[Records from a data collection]
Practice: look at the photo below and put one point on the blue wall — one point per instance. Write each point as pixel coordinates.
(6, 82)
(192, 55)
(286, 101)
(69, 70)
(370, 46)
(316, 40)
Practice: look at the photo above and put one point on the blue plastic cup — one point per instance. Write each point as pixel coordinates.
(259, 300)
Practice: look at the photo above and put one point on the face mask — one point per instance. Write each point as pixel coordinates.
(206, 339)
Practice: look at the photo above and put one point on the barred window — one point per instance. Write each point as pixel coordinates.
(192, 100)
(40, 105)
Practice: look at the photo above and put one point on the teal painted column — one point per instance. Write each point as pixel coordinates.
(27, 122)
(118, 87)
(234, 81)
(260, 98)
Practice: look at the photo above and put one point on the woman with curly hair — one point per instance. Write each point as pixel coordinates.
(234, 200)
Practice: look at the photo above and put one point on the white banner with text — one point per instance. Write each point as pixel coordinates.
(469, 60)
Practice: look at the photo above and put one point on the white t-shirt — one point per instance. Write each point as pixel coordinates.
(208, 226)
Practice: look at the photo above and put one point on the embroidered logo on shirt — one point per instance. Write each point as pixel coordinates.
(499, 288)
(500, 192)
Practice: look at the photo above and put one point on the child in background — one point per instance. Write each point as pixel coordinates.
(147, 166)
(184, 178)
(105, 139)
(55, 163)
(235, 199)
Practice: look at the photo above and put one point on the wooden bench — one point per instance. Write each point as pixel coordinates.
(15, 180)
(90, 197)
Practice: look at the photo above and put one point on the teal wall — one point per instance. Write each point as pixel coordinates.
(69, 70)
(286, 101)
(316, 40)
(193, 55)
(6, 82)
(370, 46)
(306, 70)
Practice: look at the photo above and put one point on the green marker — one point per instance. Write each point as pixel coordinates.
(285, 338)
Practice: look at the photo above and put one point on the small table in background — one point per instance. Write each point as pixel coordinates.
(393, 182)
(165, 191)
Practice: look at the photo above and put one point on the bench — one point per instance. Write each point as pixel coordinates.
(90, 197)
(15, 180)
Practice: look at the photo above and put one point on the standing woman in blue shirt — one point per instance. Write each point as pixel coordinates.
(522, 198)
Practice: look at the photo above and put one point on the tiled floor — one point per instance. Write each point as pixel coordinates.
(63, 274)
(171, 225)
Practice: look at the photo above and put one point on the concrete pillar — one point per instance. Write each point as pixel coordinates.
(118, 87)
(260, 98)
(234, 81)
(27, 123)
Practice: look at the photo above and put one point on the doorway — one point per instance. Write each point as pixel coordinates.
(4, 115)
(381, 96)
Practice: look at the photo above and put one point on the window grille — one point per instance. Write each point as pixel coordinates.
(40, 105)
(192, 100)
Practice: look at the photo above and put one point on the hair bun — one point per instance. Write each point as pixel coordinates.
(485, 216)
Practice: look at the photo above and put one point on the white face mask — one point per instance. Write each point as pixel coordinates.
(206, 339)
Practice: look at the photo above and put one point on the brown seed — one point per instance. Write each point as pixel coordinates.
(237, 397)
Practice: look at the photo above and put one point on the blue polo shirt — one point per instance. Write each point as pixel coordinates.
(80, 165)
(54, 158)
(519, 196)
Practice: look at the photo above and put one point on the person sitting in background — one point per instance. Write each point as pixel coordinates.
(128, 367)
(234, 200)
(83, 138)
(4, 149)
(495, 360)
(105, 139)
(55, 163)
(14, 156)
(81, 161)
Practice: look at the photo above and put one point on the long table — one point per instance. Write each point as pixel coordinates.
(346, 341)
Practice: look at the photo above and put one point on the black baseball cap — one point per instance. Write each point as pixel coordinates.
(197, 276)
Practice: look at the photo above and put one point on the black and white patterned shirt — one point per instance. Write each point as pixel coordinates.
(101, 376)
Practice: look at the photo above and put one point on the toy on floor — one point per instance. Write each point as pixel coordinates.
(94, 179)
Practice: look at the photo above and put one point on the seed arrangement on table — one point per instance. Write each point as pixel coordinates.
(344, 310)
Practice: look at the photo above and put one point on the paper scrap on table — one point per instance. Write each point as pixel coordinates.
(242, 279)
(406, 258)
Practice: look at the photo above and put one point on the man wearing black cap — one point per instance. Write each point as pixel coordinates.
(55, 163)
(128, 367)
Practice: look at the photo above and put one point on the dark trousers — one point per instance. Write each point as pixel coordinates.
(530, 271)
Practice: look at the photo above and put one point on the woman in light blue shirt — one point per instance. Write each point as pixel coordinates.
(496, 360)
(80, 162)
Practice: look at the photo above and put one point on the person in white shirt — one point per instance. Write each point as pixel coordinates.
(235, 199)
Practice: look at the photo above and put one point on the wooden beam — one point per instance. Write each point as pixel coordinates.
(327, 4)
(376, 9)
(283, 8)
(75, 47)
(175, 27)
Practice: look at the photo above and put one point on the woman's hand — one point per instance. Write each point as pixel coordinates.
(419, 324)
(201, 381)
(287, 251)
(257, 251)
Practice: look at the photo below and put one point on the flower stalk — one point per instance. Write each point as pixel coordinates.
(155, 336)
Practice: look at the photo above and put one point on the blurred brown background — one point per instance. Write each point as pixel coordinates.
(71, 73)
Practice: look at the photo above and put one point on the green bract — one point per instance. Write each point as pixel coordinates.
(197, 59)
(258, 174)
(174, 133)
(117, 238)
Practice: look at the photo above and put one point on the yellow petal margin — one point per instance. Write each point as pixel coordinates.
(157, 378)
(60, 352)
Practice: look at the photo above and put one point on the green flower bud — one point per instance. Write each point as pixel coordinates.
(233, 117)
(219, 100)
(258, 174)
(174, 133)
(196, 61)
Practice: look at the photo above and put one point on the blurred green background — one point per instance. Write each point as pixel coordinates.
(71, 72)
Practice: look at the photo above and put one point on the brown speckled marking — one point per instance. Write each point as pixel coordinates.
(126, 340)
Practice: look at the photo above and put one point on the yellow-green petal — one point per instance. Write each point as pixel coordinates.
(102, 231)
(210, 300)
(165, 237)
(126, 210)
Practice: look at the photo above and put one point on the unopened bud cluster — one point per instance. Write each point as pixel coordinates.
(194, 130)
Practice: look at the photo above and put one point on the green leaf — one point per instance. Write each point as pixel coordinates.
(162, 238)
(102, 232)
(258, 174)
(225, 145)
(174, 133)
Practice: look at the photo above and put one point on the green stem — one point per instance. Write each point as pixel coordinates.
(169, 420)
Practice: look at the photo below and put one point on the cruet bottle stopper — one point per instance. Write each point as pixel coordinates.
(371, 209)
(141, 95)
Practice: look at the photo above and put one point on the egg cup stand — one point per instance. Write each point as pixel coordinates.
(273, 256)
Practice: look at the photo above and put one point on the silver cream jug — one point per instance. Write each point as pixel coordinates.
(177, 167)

YOUR ASSIGNMENT:
Every entry above must appear again in the reply, exactly as it stands.

OUTPUT FOR THIS EXERCISE:
Practice: look at the photo below and put one point on the blue wall — one point per instance. Write each point as pixel coordinates.
(6, 82)
(192, 55)
(286, 101)
(69, 70)
(370, 46)
(316, 40)
Practice: look at the photo above and put one point on the blue plastic cup — one point per instance. Write each point as pixel coordinates.
(259, 300)
Practice: look at the photo above and put one point on the face mask — one point per instance. Write each point as pixel coordinates.
(206, 339)
Practice: look at the photo above and put one point on the barred window — one point per instance. Write each point as pixel coordinates.
(192, 100)
(40, 105)
Practice: look at the photo above and put one point on the teal painted column — one point per instance. Write each point as pixel coordinates.
(27, 122)
(118, 87)
(234, 81)
(260, 98)
Practice: look at the photo above and put one point on the woman with curly hair — one point per instance. Write each point as pixel coordinates.
(234, 200)
Practice: look at the photo above and put one point on the white banner with text — one point per instance. Write each point as pixel coordinates.
(469, 60)
Practice: look at the photo above and put one point on the white t-shirt — one point per instance. Write each point as pixel coordinates.
(208, 226)
Practice: look at the photo above and put one point on the embroidered logo on shirt — one point per instance. Write each point as pixel coordinates.
(499, 288)
(500, 192)
Practice: look at the photo above and put one point on the child in background — one point per instance. Write each point as pixel coordinates.
(147, 166)
(184, 178)
(105, 139)
(55, 163)
(235, 199)
Practice: look at the photo above and put one point on the wooden bench — one point per instance. Write each point as pixel coordinates.
(15, 180)
(90, 197)
Practice: look at the photo above and put one point on the teal wall — one point per instance. Write each point as pixel coordinates.
(69, 70)
(286, 101)
(316, 40)
(193, 55)
(6, 82)
(370, 46)
(306, 70)
Practice: look at the photo above and put one point on the green marker — one point per instance. Write each point as pixel coordinates.
(285, 338)
Practice: look at the photo above and put one point on the small table in background — one point per instance. Write each point as pixel coordinates.
(393, 182)
(165, 191)
Practice: look at the photo above and put one point on the bench — one point per instance. Write each point as pixel coordinates.
(90, 197)
(15, 180)
Practice: look at the photo above and put one point on the standing woman in blue shirt — one point per instance. Write each point as pixel coordinates.
(522, 198)
Practice: look at the photo above and put one point on the tiled floor — one point per instance. Write each point as pixel coordinates.
(63, 274)
(171, 225)
Practice: look at the photo above and put one point on the concrete pillar — one point per instance. Write each point as pixel coordinates.
(118, 87)
(260, 98)
(234, 81)
(27, 123)
Practice: look at the photo above and put one point on the doorway — one point per instance. Write each point as pixel coordinates.
(4, 115)
(381, 96)
Practice: look at the photo above and put one point on the window grille — one point per instance. Write each point as pixel coordinates.
(40, 105)
(192, 100)
Practice: look at the photo above and put one point on the hair bun — one point per instance. Write each point as pixel coordinates.
(485, 216)
Practice: look at the photo above and put one point on the white face mask — one point per instance. Write each point as pixel coordinates.
(206, 339)
Practice: look at the photo above and put one point on the brown seed — one point per instance. Write each point as pixel coordinates.
(237, 397)
Practice: look at the photo above and put one point on the blue polo shirt — one point per instance. Write each point as pixel coordinates.
(80, 165)
(54, 158)
(519, 196)
Practice: look at the photo above and put one point on the person sitting in background — one point per instance. Write each point as pixel coordinates.
(128, 367)
(234, 200)
(83, 138)
(4, 149)
(495, 360)
(105, 139)
(55, 163)
(14, 156)
(81, 161)
Practice: look at the photo above and put one point on the long table — one point per instance. Write each point as pixel coordinates.
(346, 341)
Practice: look at the photo above and put one point on the black baseball cap — one point per instance. Write each point as pixel coordinates.
(197, 276)
Practice: look at the photo above and put one point on the black and white patterned shirt — one point per instance. Write each point as pixel coordinates.
(101, 376)
Practice: look at the photo above and put one point on the toy on floor — one point per instance. Write each point as pixel coordinates.
(94, 179)
Practice: look at the photo above and put one point on the seed arrangement on table — one point per instance. Write each point as pixel coordinates.
(344, 310)
Practice: look at the photo above and put one point on the paper scrap on table — one point per instance. Write each point as pixel coordinates.
(242, 279)
(406, 258)
Practice: look at the photo above and put one point on the man wearing black cap — one point per instance. Write each point as pixel coordinates.
(55, 163)
(128, 367)
Practice: look at the photo above and put one point on the dark trousers — one point per instance. Write each point as pixel coordinates.
(530, 271)
Practice: look at the photo above and put one point on the woman in light blue shirt — one point per instance. Write each point as pixel coordinates.
(496, 360)
(80, 162)
Practice: look at the photo above and put one point on the person in white shirt — one point per instance. Write each point as pixel coordinates.
(235, 199)
Practice: look at the photo above and put one point on the wooden beam — one point per instance. Write each point as pixel coordinates.
(327, 4)
(376, 9)
(283, 8)
(75, 47)
(175, 27)
Practice: look at the photo above and put one point on the woman's hand — one point per instance. Write each point as pixel coordinates.
(419, 324)
(201, 381)
(287, 251)
(257, 251)
Practice: look at the photo below and put one point on the flower stalk — one point per instance. Write each point as pixel coordinates.
(155, 336)
Practice: look at the photo above and put one point on the blurred brown background — one point per instance. Write each point as pixel coordinates.
(71, 73)
Practice: look at the photo above and put one point on the green bract — one point per instance. Write each point as pixel coordinates.
(197, 59)
(258, 174)
(174, 133)
(117, 238)
Practice: look at the photo above and put one point on the yellow petal margin — one point per instance. Write each point as pixel coordinates.
(157, 378)
(60, 352)
Practice: look at the photo above and put one point on the green flower bud — one point per instance. Write each point as pixel coordinates.
(233, 117)
(219, 100)
(258, 174)
(174, 133)
(196, 61)
Practice: look at the photo above and put one point on the blurred green background — one point per instance. Write each point as pixel coordinates.
(71, 72)
Practice: look at the photo above and put one point on the brown speckled marking — one point per instance. Write each point as pixel coordinates.
(126, 340)
Practice: look at the photo above and put one point on the yellow-green petal — one point per instance. Write each point as pixel coordinates.
(102, 231)
(210, 300)
(165, 237)
(126, 210)
Practice: look at the photo above and put one point on the unopened bud cluster — one point per instance. Write each point as pixel coordinates.
(194, 130)
Practice: look at the photo above and put one point on the green leaf — one point per instance. Write each point as pixel coordinates.
(162, 238)
(102, 232)
(258, 174)
(225, 145)
(174, 133)
Practice: look at the photo above and put one point on the green stem — one point per instance. Write each point as pixel coordinates.
(169, 420)
Practice: look at the photo below and put one point on the cruet bottle stopper — one point per instance. Write each point as pixel coordinates.
(371, 209)
(141, 95)
Practice: look at the photo above and put one point on the egg cup stand — one point per instance. Write each point as pixel coordinates.
(273, 256)
Practice: look at the photo above and put one point on the silver cream jug — one point per instance. Write each point as pixel coordinates.
(177, 167)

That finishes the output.